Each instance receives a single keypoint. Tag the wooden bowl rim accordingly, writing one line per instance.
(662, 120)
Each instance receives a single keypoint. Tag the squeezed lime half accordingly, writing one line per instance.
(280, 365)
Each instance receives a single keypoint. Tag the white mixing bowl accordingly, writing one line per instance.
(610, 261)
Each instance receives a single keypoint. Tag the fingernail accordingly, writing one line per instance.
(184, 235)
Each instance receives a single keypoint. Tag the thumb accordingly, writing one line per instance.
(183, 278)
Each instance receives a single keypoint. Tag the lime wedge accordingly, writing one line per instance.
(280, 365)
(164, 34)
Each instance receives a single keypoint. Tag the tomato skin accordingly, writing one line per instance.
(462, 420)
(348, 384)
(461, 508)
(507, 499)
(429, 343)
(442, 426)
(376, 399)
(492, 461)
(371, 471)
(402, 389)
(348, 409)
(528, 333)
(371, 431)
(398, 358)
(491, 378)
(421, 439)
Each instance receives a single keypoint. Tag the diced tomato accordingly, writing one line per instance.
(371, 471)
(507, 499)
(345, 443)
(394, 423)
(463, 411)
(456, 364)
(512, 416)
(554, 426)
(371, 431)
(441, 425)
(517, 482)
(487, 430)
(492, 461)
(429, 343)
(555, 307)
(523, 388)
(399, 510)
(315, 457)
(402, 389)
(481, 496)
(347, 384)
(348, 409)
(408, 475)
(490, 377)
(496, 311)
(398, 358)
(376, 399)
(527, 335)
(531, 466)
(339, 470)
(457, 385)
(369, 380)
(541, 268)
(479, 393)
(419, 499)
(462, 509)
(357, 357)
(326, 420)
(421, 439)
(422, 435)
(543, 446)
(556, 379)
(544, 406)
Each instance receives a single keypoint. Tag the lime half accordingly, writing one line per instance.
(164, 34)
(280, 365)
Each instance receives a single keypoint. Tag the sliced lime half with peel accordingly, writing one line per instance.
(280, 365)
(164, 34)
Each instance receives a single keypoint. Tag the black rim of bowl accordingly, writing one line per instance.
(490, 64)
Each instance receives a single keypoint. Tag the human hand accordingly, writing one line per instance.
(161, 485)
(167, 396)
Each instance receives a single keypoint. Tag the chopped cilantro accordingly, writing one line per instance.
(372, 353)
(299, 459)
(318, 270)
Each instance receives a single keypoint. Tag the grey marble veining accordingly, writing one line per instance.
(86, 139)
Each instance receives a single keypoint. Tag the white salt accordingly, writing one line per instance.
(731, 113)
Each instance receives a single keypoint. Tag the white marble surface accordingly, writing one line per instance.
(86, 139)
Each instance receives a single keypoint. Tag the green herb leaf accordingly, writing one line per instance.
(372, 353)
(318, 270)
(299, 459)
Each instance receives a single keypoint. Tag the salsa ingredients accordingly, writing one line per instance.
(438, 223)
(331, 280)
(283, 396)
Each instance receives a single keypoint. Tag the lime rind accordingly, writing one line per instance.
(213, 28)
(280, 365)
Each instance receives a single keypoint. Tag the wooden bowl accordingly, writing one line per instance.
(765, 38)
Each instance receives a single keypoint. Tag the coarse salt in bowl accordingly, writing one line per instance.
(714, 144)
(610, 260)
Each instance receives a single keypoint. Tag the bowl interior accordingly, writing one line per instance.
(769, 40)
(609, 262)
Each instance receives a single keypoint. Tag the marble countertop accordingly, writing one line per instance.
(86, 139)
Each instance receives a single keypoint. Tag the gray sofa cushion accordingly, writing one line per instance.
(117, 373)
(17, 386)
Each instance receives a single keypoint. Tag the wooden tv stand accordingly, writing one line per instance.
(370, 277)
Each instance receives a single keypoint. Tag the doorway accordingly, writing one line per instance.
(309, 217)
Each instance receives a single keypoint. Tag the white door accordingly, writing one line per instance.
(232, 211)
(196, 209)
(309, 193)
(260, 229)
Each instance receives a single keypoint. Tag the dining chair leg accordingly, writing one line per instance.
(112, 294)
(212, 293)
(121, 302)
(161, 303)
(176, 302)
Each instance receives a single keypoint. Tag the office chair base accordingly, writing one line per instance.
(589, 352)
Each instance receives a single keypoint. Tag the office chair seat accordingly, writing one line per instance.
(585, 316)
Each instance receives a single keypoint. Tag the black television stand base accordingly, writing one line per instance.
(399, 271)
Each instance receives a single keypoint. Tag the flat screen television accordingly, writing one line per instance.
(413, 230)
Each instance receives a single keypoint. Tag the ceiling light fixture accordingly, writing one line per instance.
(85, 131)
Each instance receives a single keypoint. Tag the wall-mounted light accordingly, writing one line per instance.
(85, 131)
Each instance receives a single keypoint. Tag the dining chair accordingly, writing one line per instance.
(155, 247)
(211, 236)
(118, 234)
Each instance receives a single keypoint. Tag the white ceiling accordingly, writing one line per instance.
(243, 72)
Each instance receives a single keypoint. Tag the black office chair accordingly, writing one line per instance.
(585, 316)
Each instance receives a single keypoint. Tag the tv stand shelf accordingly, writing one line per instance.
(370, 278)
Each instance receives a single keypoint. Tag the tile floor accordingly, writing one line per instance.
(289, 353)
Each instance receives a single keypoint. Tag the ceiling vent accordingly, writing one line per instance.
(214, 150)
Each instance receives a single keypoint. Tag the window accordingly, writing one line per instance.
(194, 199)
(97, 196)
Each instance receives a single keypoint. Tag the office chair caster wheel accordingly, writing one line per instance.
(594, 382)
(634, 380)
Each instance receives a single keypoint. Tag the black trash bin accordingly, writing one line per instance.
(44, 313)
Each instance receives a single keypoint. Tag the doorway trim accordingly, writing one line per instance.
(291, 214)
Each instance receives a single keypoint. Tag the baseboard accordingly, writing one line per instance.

**AIM OF THE EXERCISE**
Repeat back the listing above exactly, including every line.

**PROBLEM SOLUTION**
Each instance receives a single keypoint. Tag the wooden bowl rim accordingly, writing one line per instance.
(662, 120)
Each instance receives a single keypoint. Tag the squeezed lime half accordingly, writing one line per instance.
(280, 365)
Each instance receives a single keypoint. Tag the white mixing bowl accordingly, writing one line per instance.
(610, 261)
Each instance receives a single keypoint. Tag the fingernail accordingly, writing one line per instance.
(184, 235)
Each instance receives a single keypoint. Tag the thumb accordingly, writing one line per instance.
(183, 278)
Each instance receives a single keypoint. Tag the lime wedge accordingly, writing one line per instance.
(280, 365)
(164, 34)
Each instance receives a single keypoint. Tag the tomato skin accordingly, writing one line per instance.
(462, 420)
(348, 384)
(461, 508)
(507, 499)
(429, 343)
(442, 426)
(376, 399)
(492, 461)
(371, 471)
(402, 389)
(348, 409)
(528, 333)
(371, 431)
(398, 358)
(491, 378)
(421, 439)
Each instance receives a single keypoint. Tag the diced tomato accordingly, writing one line per instance.
(371, 471)
(507, 499)
(345, 443)
(394, 423)
(463, 411)
(456, 364)
(512, 416)
(554, 426)
(371, 431)
(441, 425)
(517, 482)
(487, 430)
(492, 461)
(429, 343)
(555, 307)
(523, 388)
(399, 510)
(315, 457)
(402, 389)
(481, 496)
(347, 384)
(348, 409)
(408, 475)
(490, 377)
(496, 311)
(398, 358)
(376, 399)
(527, 335)
(531, 466)
(339, 470)
(457, 385)
(369, 380)
(541, 268)
(479, 393)
(419, 499)
(462, 509)
(357, 357)
(326, 420)
(421, 439)
(422, 435)
(543, 446)
(556, 379)
(544, 406)
Each instance receives a single keypoint. Tag the lime half accordingly, writing one line per instance.
(164, 34)
(280, 365)
Each instance receives a single keypoint. Tag the sliced lime half with peel accordingly, writing one line per instance.
(280, 365)
(164, 34)
Each instance receives a single keypoint. Tag the black rim of bowl accordingly, writing one line per instance.
(490, 64)
Each instance receives a single keypoint. Tag the human hand accordingly, writing one line per instance.
(161, 485)
(167, 396)
Each instance receives a single keypoint. Tag the chopped cilantro accordingly, writing one line per instance.
(372, 353)
(299, 459)
(318, 270)
Each instance receives a single keypoint. Tag the grey marble veining accordingly, writing one line per instance.
(86, 139)
Each instance receives a single keypoint. Tag the white salt accordingly, writing one line per instance.
(731, 113)
Each instance receives a single keypoint. Tag the white marble surface accordingly, writing one line per instance.
(86, 139)
Each instance receives a single keypoint. Tag the green herb leaf accordingly, writing one line per instance.
(372, 353)
(318, 270)
(299, 459)
Each instance receives a single keypoint. Tag the salsa ingredients accordingly, writing one line per instance.
(438, 223)
(331, 280)
(283, 396)
Each instance receives a single keypoint. Tag the lime rind accordingly, writing one line per instance.
(213, 28)
(280, 365)
Each instance receives a single keypoint. Tag the wooden bowl accordingly, writing one line per instance.
(765, 38)
Each instance receives a single keypoint. Tag the coarse salt in bowl accordingly, writing one line per instance.
(714, 144)
(610, 260)
Each instance receives a single keypoint. Tag the bowl interior accordingly, writing one line per instance.
(769, 40)
(609, 262)
Each instance receives a single keypoint. Tag the marble countertop accordingly, writing one line per instance.
(86, 139)
Each instance receives a single keypoint. Tag the gray sofa cushion accordingly, writing one line per instance.
(117, 373)
(17, 386)
Each instance receives a single keypoint. Tag the wooden tv stand accordingly, writing one line per instance.
(370, 277)
Each instance receives a single keypoint. Tag the doorway accordingly, writing one line per instance.
(309, 217)
Each instance receives a single keypoint. Tag the white door accordingly, writing one line per instance.
(232, 211)
(196, 209)
(309, 193)
(260, 229)
Each instance receives a single keypoint. Tag the dining chair leg accordingly, writing one line per instance.
(112, 294)
(212, 293)
(121, 302)
(161, 303)
(176, 302)
Each instance receives a single keypoint. Tag the office chair base accordingly, writing one line per instance.
(589, 352)
Each instance receives a single keypoint. Tag the office chair seat accordingly, writing one line per instance.
(585, 316)
Each instance receives a single keypoint. Tag the black television stand base accordingly, writing one line per instance.
(399, 271)
Each instance receives a single keypoint. Tag the flat screen television accordingly, writing one line per instance.
(413, 230)
Each instance receives a single keypoint. Tag the ceiling light fixture accordingly, writing one line per instance.
(85, 131)
Each instance receives a single keypoint. Tag the wall-mounted light accordingly, writing one line per instance.
(85, 131)
Each instance receives a single keypoint. Tag the dining chair accordingly, writing one line per instance.
(155, 247)
(211, 236)
(118, 234)
Each instance receives a single keypoint. Tag the white ceiling accordingly, writing one line per instance.
(243, 72)
Each instance receives a single keypoint. Tag the black office chair accordingly, writing one line per instance.
(585, 316)
Each instance receives a single keypoint. Tag the tv stand shelf accordingly, writing one line per instance.
(370, 278)
Each instance receives a single keypoint. Tag the tile floor accordingly, writing one line per instance.
(289, 353)
Each instance receives a single keypoint. Tag the ceiling vent accordingly, writing one line per instance.
(214, 150)
Each instance receives a single keypoint. Tag the window accordingly, writing one line per instance.
(194, 199)
(97, 196)
Each instance receives a single keypoint. Tag the office chair caster wheel accordingly, writing one line per instance.
(594, 382)
(634, 380)
Each instance receives a single keypoint. Tag the black trash bin accordingly, writing one line per instance.
(44, 313)
Each instance receives a single keypoint. Tag the doorway trim accordingly, writing one line per instance.
(291, 214)
Each instance receives a single keypoint. Tag the baseboard accordingly, writing one line per instance.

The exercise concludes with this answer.